_TASK TO COMPLETE:_
Rewrite the lines of the listing from the line containing "Annotation spec v2.4 — Object: gutter" through the end of the listing, requests included. Add 62 to every bounding-box coordinate in the answers, and leave the requests and their sample coordinates unchanged.

[Image entries for named regions]
/---
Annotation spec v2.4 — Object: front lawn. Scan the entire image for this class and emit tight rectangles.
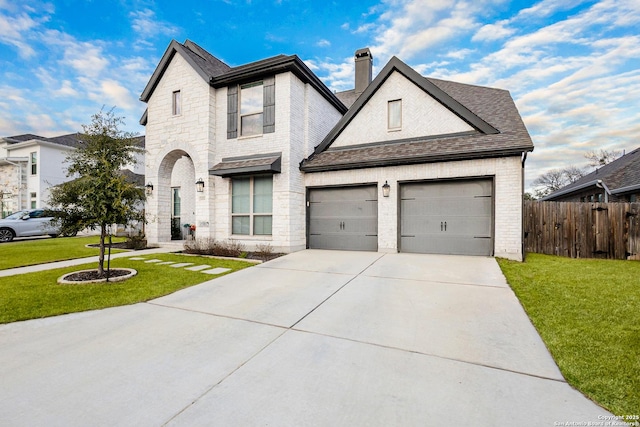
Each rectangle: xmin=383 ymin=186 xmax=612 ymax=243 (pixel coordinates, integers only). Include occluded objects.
xmin=498 ymin=254 xmax=640 ymax=415
xmin=0 ymin=253 xmax=254 ymax=323
xmin=0 ymin=236 xmax=125 ymax=270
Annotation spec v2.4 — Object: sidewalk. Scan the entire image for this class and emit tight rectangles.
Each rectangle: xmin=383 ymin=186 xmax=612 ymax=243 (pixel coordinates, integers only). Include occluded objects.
xmin=0 ymin=248 xmax=175 ymax=277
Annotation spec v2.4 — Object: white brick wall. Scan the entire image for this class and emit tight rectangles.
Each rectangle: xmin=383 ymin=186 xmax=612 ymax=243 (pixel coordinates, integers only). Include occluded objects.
xmin=145 ymin=54 xmax=341 ymax=252
xmin=305 ymin=157 xmax=522 ymax=261
xmin=145 ymin=54 xmax=215 ymax=243
xmin=332 ymin=71 xmax=473 ymax=147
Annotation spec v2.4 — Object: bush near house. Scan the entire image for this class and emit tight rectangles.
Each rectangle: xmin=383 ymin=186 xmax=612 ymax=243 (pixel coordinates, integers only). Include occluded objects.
xmin=498 ymin=254 xmax=640 ymax=415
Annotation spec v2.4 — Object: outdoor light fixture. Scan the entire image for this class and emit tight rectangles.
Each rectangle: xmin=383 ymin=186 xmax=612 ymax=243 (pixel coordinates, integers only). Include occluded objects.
xmin=382 ymin=180 xmax=391 ymax=197
xmin=196 ymin=178 xmax=204 ymax=193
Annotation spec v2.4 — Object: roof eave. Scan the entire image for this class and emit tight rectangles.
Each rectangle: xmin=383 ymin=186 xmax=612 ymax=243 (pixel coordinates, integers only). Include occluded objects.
xmin=140 ymin=40 xmax=210 ymax=102
xmin=300 ymin=146 xmax=533 ymax=173
xmin=540 ymin=179 xmax=602 ymax=202
xmin=314 ymin=56 xmax=500 ymax=153
xmin=611 ymin=184 xmax=640 ymax=195
xmin=209 ymin=55 xmax=347 ymax=114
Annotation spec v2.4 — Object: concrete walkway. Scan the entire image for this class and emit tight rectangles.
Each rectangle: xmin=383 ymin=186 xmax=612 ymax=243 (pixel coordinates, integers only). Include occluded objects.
xmin=0 ymin=250 xmax=610 ymax=426
xmin=0 ymin=248 xmax=174 ymax=277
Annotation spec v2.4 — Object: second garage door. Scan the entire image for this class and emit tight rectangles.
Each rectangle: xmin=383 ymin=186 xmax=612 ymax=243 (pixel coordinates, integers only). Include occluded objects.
xmin=400 ymin=179 xmax=493 ymax=256
xmin=308 ymin=185 xmax=378 ymax=251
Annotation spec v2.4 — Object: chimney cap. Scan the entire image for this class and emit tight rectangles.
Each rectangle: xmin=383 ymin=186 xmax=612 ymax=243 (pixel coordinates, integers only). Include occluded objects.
xmin=356 ymin=47 xmax=371 ymax=58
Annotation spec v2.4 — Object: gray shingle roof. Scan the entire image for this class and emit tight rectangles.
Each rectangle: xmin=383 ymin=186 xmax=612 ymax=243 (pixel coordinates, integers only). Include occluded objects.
xmin=2 ymin=133 xmax=47 ymax=144
xmin=301 ymin=57 xmax=533 ymax=172
xmin=209 ymin=153 xmax=282 ymax=178
xmin=544 ymin=148 xmax=640 ymax=200
xmin=3 ymin=133 xmax=80 ymax=148
xmin=140 ymin=40 xmax=346 ymax=119
xmin=3 ymin=132 xmax=145 ymax=148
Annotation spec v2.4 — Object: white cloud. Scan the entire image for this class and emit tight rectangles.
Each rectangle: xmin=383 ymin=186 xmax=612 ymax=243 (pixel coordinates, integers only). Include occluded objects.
xmin=471 ymin=20 xmax=516 ymax=41
xmin=352 ymin=23 xmax=375 ymax=34
xmin=129 ymin=9 xmax=178 ymax=38
xmin=0 ymin=6 xmax=49 ymax=59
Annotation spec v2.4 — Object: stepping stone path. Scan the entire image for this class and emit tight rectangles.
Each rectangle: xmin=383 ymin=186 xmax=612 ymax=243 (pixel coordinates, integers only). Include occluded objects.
xmin=203 ymin=267 xmax=231 ymax=274
xmin=129 ymin=257 xmax=231 ymax=275
xmin=185 ymin=265 xmax=211 ymax=271
xmin=169 ymin=262 xmax=193 ymax=268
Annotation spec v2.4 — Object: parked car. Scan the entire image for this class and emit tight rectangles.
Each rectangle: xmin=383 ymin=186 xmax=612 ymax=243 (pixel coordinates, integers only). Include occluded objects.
xmin=0 ymin=209 xmax=60 ymax=242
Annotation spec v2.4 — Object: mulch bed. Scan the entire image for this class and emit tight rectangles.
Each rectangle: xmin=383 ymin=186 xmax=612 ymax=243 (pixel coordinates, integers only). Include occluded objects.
xmin=64 ymin=268 xmax=131 ymax=282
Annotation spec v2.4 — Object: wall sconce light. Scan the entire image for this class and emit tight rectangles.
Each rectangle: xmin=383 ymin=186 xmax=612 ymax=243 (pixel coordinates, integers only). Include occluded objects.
xmin=196 ymin=178 xmax=204 ymax=193
xmin=382 ymin=180 xmax=391 ymax=197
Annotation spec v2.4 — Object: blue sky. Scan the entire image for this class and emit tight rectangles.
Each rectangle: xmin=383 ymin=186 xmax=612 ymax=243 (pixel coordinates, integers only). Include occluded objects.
xmin=0 ymin=0 xmax=640 ymax=189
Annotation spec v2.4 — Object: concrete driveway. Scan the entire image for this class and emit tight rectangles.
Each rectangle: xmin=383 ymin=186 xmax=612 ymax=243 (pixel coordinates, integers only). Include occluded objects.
xmin=0 ymin=250 xmax=610 ymax=426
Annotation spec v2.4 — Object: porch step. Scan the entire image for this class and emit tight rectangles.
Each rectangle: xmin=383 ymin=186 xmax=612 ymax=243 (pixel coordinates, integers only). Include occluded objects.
xmin=157 ymin=240 xmax=184 ymax=252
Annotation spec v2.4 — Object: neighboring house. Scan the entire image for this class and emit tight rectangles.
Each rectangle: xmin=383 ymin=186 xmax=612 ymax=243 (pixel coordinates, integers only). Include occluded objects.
xmin=0 ymin=134 xmax=78 ymax=217
xmin=0 ymin=133 xmax=144 ymax=217
xmin=540 ymin=148 xmax=640 ymax=203
xmin=141 ymin=41 xmax=533 ymax=260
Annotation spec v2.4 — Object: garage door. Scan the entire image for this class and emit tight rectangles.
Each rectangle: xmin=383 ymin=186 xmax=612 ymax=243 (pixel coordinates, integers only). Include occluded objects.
xmin=308 ymin=186 xmax=378 ymax=251
xmin=400 ymin=179 xmax=493 ymax=256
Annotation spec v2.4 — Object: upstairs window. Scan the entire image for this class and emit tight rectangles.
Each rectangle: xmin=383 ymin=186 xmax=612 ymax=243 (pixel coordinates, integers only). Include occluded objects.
xmin=387 ymin=99 xmax=402 ymax=130
xmin=227 ymin=77 xmax=276 ymax=139
xmin=171 ymin=90 xmax=182 ymax=116
xmin=30 ymin=152 xmax=38 ymax=175
xmin=240 ymin=82 xmax=263 ymax=136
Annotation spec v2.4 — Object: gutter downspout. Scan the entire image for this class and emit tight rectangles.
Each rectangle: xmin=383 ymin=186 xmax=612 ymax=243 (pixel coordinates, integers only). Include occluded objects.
xmin=4 ymin=159 xmax=22 ymax=211
xmin=520 ymin=151 xmax=527 ymax=262
xmin=596 ymin=179 xmax=611 ymax=203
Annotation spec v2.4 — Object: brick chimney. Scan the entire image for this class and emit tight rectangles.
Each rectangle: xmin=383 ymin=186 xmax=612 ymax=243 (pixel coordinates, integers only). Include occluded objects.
xmin=355 ymin=47 xmax=373 ymax=95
\---
_OUTPUT OF THE TASK:_
Annotation spec v2.4 — Object: gutter downspout. Scan the entire image for this class and emit tight rectangles.
Each rectangle: xmin=383 ymin=186 xmax=612 ymax=243 (pixel coordinates, integers only). Include occluded objects.
xmin=66 ymin=221 xmax=84 ymax=273
xmin=582 ymin=213 xmax=589 ymax=324
xmin=658 ymin=241 xmax=673 ymax=265
Annotation spec v2.4 — Object: brick chimney. Scan the entire image for this class and emit tight rectangles.
Each rectangle: xmin=383 ymin=186 xmax=612 ymax=243 (pixel coordinates, integers only). Include occluded objects.
xmin=417 ymin=109 xmax=435 ymax=157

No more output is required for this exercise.